WORK TO COMPLETE
To complete the exercise, write out all the data exactly.

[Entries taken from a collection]
BEGIN

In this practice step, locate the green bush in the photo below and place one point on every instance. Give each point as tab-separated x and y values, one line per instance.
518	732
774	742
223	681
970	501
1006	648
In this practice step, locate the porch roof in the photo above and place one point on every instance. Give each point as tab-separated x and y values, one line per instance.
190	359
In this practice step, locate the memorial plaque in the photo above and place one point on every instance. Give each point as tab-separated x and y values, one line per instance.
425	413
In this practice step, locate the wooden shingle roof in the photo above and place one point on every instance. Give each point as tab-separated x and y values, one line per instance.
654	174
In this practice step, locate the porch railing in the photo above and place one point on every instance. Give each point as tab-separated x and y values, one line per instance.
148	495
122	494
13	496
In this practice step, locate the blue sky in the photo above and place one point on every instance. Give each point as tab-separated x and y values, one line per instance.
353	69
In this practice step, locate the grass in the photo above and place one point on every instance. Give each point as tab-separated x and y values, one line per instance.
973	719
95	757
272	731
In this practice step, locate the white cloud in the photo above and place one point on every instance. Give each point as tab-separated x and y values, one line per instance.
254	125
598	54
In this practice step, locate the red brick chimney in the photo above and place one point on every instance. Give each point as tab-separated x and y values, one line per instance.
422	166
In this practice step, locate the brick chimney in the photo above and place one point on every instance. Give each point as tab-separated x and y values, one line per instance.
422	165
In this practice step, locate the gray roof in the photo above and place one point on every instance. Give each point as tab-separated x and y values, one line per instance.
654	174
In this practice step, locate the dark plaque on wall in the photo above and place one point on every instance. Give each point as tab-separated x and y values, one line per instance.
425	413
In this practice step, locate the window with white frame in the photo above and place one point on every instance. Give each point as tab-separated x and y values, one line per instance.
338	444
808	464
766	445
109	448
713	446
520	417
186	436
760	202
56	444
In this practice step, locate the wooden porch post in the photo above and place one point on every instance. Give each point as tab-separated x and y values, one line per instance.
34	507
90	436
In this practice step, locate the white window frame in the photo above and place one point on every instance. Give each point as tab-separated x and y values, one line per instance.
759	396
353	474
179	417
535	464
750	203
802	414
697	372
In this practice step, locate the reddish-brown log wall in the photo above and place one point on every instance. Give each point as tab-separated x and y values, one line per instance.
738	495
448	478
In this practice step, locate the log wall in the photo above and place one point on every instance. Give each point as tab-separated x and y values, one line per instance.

END

SOLUTION FOR THIS EXERCISE
In this practice step, locate the green bush in the photo below and place one point on every instance. Give each point as tab-separated x and y values, one line per instance.
518	732
774	742
223	681
970	501
1006	648
In this practice step, locate the porch roof in the photo above and place one point on every instance. Give each point as tab-separated x and y values, one line per instance.
190	359
In this practice step, locate the memorial plaque in the photo above and place one point on every instance. Give each point as tab-separated x and y values, one line per instance.
425	413
In this practice step, locate the wooden shingle roof in the photo above and place one point on every instance. Give each point as tab-separated x and y values, one line per instance.
654	174
In this practice step, locate the porch railing in the photo above and place one point on every instance. Give each point as tab-separated x and y values, one line per instance.
148	495
122	494
13	496
In this practice step, locate the blue sky in the photo above and place one point on every instance. Give each point as tab-separated x and y values, one line per instance.
353	69
In this practice step, locate the grass in the photo above and place one point on every instance. Give each point as tab-separated x and y values, one line per instance.
973	719
95	757
272	731
In this practice step, locate the white cloud in the photo above and place one point on every instance. Give each point as tab-separated x and y values, one line per instance.
254	125
598	54
In this practice step, locate the red brick chimney in the photo above and place one point on every instance. Give each point as tab-separated x and y values, one line per instance.
422	166
In this practice step, locate the brick chimney in the photo above and place one point on every instance. Give each point as tab-separated x and y values, one line per instance.
422	165
In this practice step, locate the gray roof in the photo above and place one point on every instance. Give each point as tab-separated x and y values, one line per instance.
654	174
In this practice step, locate the dark plaque on wall in the photo above and place one point on every instance. Give each point as tab-separated x and y values, one line per instance.
425	413
In this practice step, locate the window with white frame in the photo above and place one point on every instance. Give each point as tab-separated x and y values, one line per instance.
338	444
808	464
766	445
109	448
713	446
520	417
186	436
760	202
56	444
In this practice step, locate the wooden porch post in the photo above and place one point on every instance. Give each point as tab-separated x and y values, one line per instance.
34	507
90	436
In this practice step, locate the white window frame in the photo above and place one point on every instance. Give each point as tab-separated x and y values, one line per instance.
759	396
353	474
179	417
535	464
750	203
802	414
697	372
In this practice step, locate the reddish-brown log wall in the photo above and place one point on every instance. Give each point as tab-separated x and y values, one line per instance.
738	495
448	478
In this practice step, locate the log wall in the photo above and place one point on every instance. Give each point as tab-separated x and y values, one line per instance.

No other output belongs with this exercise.